• GIVEN INSTRUCTION 1: Using the article on Occidental's first quarter, decide whether each statement agrees with it: (a) Occidental averaged 579,000 boe/d in the Permian basin; (b) Occidental's earnings rose compared with early 2022; (c) Gulf of Mexico production was the highest in over a decade. For each, answer yes or no and quote the deciding words.
• GIVEN INSTRUCTION 2: Rewrite the data items from their start through the line holding "M99 369L99 366L93", inclusive, with "small rock" replaced by "pebble" and nothing else changed. Leave the pictures out.

• TEXT SHOWN:
###

The Houston-based oil and gas company Occidental Petroleum Corp. (OXY) met and even
exceeded its production forecast for the first quarter of 2023 because of improved well efficiency
and robust performance from new locations.

Occidental’s average output in the first quarter of this year was 1.22 MMboe/d, 0.3% higher than
the midpoint of guidance given earlier. The company’s performance in every region exceeded
projections. There was an increase from the February forecast midpoint of 565,000 boe/d to an
average of 579,000 boe/d in the Permian basin. There was also an increase from the February
forecast midpoint of 257,000 boe/d to an average of 264,000 boe/d in operations in the Rockies
and other US onshore regions.

We continue to see strong financial results because of the great operational performance of our
people,” CEO Vicki Hollub stated. The CEO said, “We are well positioned to build on the
successful first quarter.”

On revenues of approximately $7.3 billion, Occidental had a net profit of nearly $1.3 billion
(before paying out its preferred stock dividend). The company’s oil price realization of around $74
compared to approximately $92 a year previously primarily accounted for the decline in earnings
from $4.9 billion in early 2022.

The operator raised its overall annual production prediction to 1.195 MMboe/d, an increase of just
over 1%. That’s 3.1% more than Occidental produced in all of 2022 but about 3% less than in the
last quarter of the year.

The business cited increased efficiency in the Permian basin and the Rockies and the highest
production from the Gulf of Mexico in nearly a decade as major factors in the upward revision.

###

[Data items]
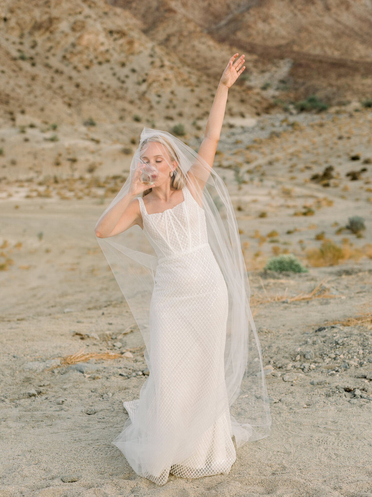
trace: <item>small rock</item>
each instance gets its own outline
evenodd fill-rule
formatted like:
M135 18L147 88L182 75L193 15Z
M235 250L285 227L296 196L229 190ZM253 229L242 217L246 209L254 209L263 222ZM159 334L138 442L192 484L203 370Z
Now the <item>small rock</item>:
M349 402L350 404L360 404L360 401L358 398L357 399L349 399Z
M271 369L271 371L273 371L274 366L272 366L271 364L268 364L267 366L264 366L263 370L266 371L267 369Z
M314 351L309 349L305 352L305 359L313 359Z
M328 382L326 380L313 380L310 382L310 385L327 385Z
M99 369L99 366L93 365L92 364L87 364L84 362L78 362L76 364L71 364L69 367L70 369L74 369L79 371L79 373L92 373Z
M100 337L96 333L87 333L86 336L90 338L94 338L95 340L99 340Z
M41 373L44 369L60 365L60 359L50 359L47 361L33 361L31 362L26 362L23 366L23 369L25 371Z
M65 483L71 483L72 482L77 482L79 479L77 476L73 476L72 475L61 476L61 479Z
M283 381L295 381L302 376L304 376L304 375L300 373L287 373L283 377Z

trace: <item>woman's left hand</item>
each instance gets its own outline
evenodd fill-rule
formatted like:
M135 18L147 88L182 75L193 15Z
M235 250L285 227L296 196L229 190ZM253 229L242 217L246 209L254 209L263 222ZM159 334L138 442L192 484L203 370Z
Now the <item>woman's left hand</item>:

###

• FULL SOLUTION 1:
(a) Yes: "an average of 579,000 boe/d in the Permian basin"
(b) No: "the decline in earnings from $4.9 billion in early 2022"
(c) No: "the highest production from the Gulf of Mexico in nearly a decade"

• FULL SOLUTION 2:
trace: <item>pebble</item>
each instance gets its own outline
evenodd fill-rule
formatted like:
M135 18L147 88L182 75L193 15Z
M235 250L285 227L296 196L229 190ZM253 229L242 217L246 209L254 209L263 222ZM159 334L138 442L192 484L203 370Z
Now the <item>pebble</item>:
M349 402L350 404L360 404L360 401L358 398L357 399L349 399Z
M271 369L271 371L273 371L274 366L272 366L271 364L268 364L267 366L264 366L263 370L266 371L267 369Z
M314 351L309 349L305 352L305 359L313 359Z
M328 382L326 380L313 380L310 382L310 385L327 385Z
M99 369L99 366L93 365L92 364L87 364L84 362L78 362L76 364L71 364L69 367L70 369L74 369L79 371L79 373L92 373Z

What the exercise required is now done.